- [PROBLEMS TO WORK ON]
1: According to the reflective journal, what did Slava Mogutin contribute to the film made for Dazed at the NY Art Book Fair?
2: In the entries, switch "even-odd" to "nonzero" in everything from the line containing "Query: **bare tree**" down to the line containing "93), (57, 66)]", then give back only those lines with nothing else changed.
-------- EXCERPT TO READ
Cricical Evaluation can be found here.
Symposium 2 can be found here.
Reflective Journal overview (please accept y apologies for how many words are here, but this really helped me work through everything):
Present a resolved body of original creative practice that has evidenced the systematic enhancement of your knowledge and understanding.
It’s strange that looking back, at the start of this course I entered with the idea that I would carve out some kind of new road on which I would present work that fit within what I understood at the time to be relevant to the world I was entering, that of the ‘artworld’. Though I had a reasonably good understanding of the various creative spheres, and the web-like way in which they interconnect, overlap and feed one another, when considering my own practice, my outlook was still uncharacteristically rigid, and rather than embrace the difference of my professional background, personal history and perspective, was racked with frustration at what I considered a limiting environment within which to present work (the gallery).
I feel it’s important to address this first as the following two years of study for me has been, in many ways, feeling out how the work I’m interested in creating fits together, and ultimately how it fits within that system I seem to feel disconnected to, but seem to want to make sense of (one would assume, having chosen a Fine Art degree.)
[Below I’ve outlined and tried to contextualise all of the significant projects I’ve undertaken as part of the course, but have left analysis of each for the following question]:
Following on then from Unit 1, which looking back seems to have been a playground of research and experimentation awash with teasers and snippets, and a search for answers, the latter part of the course has seen me (without even realising prior to this period of reflection) explore what I’d discovered in that period of experimentation within the context of the other professional and creative spheres I’ve previously operated in – fashion, publishing, music, etc.
The first piece I worked on, made for the zine I co run, was The Cult Film. Utilising, for the first time, higher production values via the use of a crew I assembled through favours and the association with the zine which had by that point a small but dedicated following, that allowed me to explore a few ideas I’d had early on, but through a greater level of technical competence and ironing out the *perceived* quality of presentation, thanks to partly outsourcing expertise and getting a helping hand. In doing so, it reached a much wider audience and has actually opened up some interesting professional opportunities, allowing me to sign on to an agency and be represented as a director.
After this small success, and again through the platform of SORT, I made a film for Dazed at the NY Art Book Fair in September, which I took as an opportunity to be playful and experiment with a more straightforward editorial format, injecting into it ideas I’d had about changing manipulating the atmosphere of a piece using sound and other elements. This included a spontaneous spoken-word piece by artist Slava Mogutin, who has since become repeat collaborator, contributing to SORT Zine and our exhibition in Berlin last month, as well as extremely supportive in sharing my work and connecting me with other artists in dirt-covered our corner of the art world.
----------------
-------- EXERCISE MATERIAL
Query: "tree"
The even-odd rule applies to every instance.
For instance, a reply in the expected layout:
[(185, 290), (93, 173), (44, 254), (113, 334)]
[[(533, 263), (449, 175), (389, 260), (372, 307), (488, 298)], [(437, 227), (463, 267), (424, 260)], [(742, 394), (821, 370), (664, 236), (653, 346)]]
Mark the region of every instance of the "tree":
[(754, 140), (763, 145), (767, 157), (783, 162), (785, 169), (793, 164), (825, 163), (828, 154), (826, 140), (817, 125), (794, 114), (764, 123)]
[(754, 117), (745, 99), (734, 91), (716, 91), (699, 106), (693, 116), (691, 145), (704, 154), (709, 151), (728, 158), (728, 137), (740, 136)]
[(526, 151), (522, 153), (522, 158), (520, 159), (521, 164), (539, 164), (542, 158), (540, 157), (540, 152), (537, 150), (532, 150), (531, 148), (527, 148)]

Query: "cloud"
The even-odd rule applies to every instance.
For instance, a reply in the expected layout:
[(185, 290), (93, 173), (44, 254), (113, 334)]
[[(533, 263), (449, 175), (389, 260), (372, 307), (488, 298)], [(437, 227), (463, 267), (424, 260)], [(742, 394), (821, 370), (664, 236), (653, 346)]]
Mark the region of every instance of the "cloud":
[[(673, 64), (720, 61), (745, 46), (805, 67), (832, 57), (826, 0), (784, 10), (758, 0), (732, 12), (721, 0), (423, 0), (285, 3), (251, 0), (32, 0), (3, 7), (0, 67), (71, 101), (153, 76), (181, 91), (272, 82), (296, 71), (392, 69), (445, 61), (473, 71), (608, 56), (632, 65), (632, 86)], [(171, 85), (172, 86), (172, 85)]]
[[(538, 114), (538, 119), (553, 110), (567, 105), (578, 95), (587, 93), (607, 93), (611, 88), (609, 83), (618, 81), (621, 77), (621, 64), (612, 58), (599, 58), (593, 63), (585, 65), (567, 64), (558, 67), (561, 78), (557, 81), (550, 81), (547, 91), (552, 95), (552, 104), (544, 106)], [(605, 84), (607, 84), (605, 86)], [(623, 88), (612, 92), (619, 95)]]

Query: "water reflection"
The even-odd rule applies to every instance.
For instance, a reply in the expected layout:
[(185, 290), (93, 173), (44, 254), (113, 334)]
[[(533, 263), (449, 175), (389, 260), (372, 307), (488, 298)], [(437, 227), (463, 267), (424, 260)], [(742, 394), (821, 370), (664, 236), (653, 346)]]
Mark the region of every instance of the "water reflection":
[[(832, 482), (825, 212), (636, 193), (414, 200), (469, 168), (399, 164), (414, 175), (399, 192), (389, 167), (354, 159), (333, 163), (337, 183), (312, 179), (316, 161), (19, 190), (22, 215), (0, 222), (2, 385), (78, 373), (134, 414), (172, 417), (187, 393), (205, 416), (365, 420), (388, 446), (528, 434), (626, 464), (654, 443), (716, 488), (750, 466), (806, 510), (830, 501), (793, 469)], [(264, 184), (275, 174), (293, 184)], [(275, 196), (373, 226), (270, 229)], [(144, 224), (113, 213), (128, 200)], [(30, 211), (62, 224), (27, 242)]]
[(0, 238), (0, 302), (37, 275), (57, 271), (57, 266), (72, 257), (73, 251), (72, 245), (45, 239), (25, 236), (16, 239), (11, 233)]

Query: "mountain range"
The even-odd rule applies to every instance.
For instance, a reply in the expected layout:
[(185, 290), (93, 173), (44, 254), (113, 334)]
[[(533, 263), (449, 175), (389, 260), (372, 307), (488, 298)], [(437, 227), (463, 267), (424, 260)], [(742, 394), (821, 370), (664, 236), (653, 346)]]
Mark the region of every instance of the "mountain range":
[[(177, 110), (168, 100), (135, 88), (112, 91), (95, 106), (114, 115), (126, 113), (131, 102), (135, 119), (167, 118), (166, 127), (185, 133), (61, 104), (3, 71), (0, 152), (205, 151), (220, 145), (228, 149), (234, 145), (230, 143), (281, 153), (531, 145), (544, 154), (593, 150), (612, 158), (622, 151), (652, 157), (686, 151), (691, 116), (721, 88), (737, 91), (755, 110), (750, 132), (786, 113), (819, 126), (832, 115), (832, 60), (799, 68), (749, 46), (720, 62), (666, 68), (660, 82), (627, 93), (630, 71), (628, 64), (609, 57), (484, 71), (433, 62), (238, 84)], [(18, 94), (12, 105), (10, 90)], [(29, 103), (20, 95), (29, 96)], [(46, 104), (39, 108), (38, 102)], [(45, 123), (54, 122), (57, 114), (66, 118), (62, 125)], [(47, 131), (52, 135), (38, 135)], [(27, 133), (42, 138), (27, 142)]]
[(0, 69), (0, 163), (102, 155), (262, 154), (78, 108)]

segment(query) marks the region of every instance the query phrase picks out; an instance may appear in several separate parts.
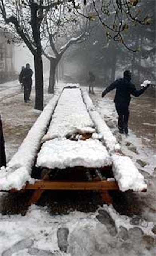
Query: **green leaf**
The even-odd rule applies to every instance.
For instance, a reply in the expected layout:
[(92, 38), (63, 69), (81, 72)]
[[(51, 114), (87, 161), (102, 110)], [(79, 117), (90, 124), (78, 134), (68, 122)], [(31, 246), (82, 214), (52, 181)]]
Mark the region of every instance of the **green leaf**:
[(136, 6), (138, 2), (138, 0), (129, 0), (129, 2), (132, 5)]
[(124, 24), (122, 26), (123, 30), (127, 30), (128, 29), (128, 24)]

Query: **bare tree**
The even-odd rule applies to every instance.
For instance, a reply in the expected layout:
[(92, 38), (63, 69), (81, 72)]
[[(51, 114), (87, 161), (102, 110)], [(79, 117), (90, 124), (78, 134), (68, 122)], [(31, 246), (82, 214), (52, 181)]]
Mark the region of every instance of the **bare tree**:
[(35, 108), (40, 110), (43, 110), (43, 101), (41, 25), (48, 10), (59, 4), (59, 1), (50, 0), (0, 0), (1, 27), (13, 35), (10, 40), (24, 41), (34, 56)]
[[(130, 27), (137, 24), (150, 25), (152, 22), (149, 14), (142, 12), (140, 0), (82, 0), (81, 4), (72, 0), (75, 15), (81, 15), (90, 20), (98, 19), (101, 23), (108, 40), (121, 43), (127, 49), (138, 51), (126, 41)], [(92, 7), (88, 12), (83, 6)]]
[(70, 46), (85, 40), (90, 30), (90, 22), (72, 13), (72, 4), (63, 3), (57, 11), (51, 10), (43, 23), (43, 38), (46, 39), (43, 53), (50, 61), (48, 92), (54, 93), (57, 66)]

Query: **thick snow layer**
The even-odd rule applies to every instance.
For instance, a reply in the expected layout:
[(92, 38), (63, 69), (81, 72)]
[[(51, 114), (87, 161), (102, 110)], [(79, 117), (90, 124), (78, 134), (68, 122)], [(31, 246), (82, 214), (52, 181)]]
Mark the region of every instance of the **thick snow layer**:
[(120, 149), (120, 146), (116, 138), (102, 119), (99, 113), (96, 111), (91, 99), (86, 91), (83, 92), (83, 98), (87, 108), (93, 121), (96, 128), (103, 138), (106, 147), (110, 153), (113, 152)]
[(46, 141), (37, 161), (37, 166), (52, 169), (79, 166), (100, 168), (111, 164), (102, 143), (92, 139), (76, 141), (57, 138)]
[(80, 89), (65, 88), (60, 97), (47, 132), (42, 141), (64, 137), (81, 130), (83, 132), (84, 129), (86, 132), (89, 133), (93, 126)]
[(121, 190), (130, 189), (138, 192), (147, 189), (147, 185), (144, 181), (144, 176), (129, 157), (114, 154), (112, 158), (112, 170)]
[(33, 182), (30, 176), (32, 166), (41, 139), (45, 134), (58, 100), (58, 96), (54, 96), (29, 131), (17, 152), (7, 164), (6, 167), (1, 168), (0, 190), (8, 190), (12, 188), (20, 190), (26, 181)]
[(149, 80), (145, 80), (142, 84), (141, 84), (140, 86), (141, 87), (146, 87), (148, 84), (150, 84), (151, 83), (151, 82)]

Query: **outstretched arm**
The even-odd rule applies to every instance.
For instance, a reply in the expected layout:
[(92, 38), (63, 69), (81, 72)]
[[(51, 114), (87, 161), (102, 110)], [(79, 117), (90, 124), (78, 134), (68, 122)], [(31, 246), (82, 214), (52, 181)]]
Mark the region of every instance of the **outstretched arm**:
[(108, 86), (108, 87), (107, 87), (105, 89), (105, 90), (104, 90), (102, 93), (102, 98), (104, 97), (104, 96), (106, 95), (106, 94), (108, 93), (108, 92), (110, 92), (110, 91), (112, 90), (114, 90), (114, 89), (116, 88), (116, 84), (117, 82), (116, 81), (115, 81), (114, 82), (114, 83), (113, 83), (110, 86)]
[(147, 84), (145, 87), (142, 87), (140, 90), (136, 90), (135, 86), (134, 85), (134, 84), (132, 84), (131, 90), (131, 93), (134, 96), (138, 97), (140, 95), (141, 95), (141, 94), (143, 94), (143, 92), (148, 88), (150, 84)]

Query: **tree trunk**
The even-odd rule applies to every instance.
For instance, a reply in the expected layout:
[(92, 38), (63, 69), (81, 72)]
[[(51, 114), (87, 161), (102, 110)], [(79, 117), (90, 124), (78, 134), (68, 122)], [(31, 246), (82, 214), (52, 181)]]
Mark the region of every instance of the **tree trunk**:
[(131, 73), (132, 73), (132, 79), (134, 79), (134, 70), (135, 66), (135, 54), (134, 52), (133, 52), (132, 57), (131, 60)]
[(42, 110), (43, 104), (43, 67), (41, 53), (37, 52), (34, 56), (35, 71), (36, 98), (35, 109)]
[(2, 124), (0, 115), (0, 168), (6, 166), (6, 157), (5, 156)]
[(117, 56), (115, 55), (113, 60), (113, 63), (112, 64), (111, 75), (111, 82), (112, 83), (115, 80), (115, 71), (116, 71), (116, 65), (117, 63)]
[(49, 78), (49, 80), (48, 93), (54, 94), (55, 83), (55, 75), (57, 63), (53, 60), (50, 61)]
----------------
- [RESULTS BY TASK]
1: A spontaneous spoken-word piece.

2:
Query: **bare tree**
The nonzero rule applies to every instance.
For instance, a reply in the expected layout:
[(92, 38), (63, 69), (81, 72)]
[[(51, 114), (87, 161), (102, 110)], [(79, 117), (90, 124), (78, 134), (68, 122)], [(31, 246), (82, 214), (52, 181)]]
Mark the region of every instance of the **bare tree**:
[(35, 108), (40, 110), (43, 110), (43, 101), (41, 25), (48, 10), (59, 4), (59, 1), (50, 0), (0, 0), (1, 27), (13, 35), (10, 40), (24, 41), (34, 56)]
[[(130, 27), (137, 24), (150, 25), (152, 22), (149, 14), (142, 12), (140, 0), (82, 0), (81, 4), (72, 0), (75, 15), (81, 15), (90, 20), (98, 19), (101, 23), (108, 40), (121, 43), (127, 49), (138, 51), (126, 41)], [(92, 7), (88, 12), (83, 6)]]
[(70, 46), (85, 40), (90, 30), (90, 22), (72, 13), (72, 4), (63, 3), (57, 11), (51, 10), (43, 23), (43, 38), (46, 39), (43, 53), (50, 61), (48, 92), (54, 93), (57, 66)]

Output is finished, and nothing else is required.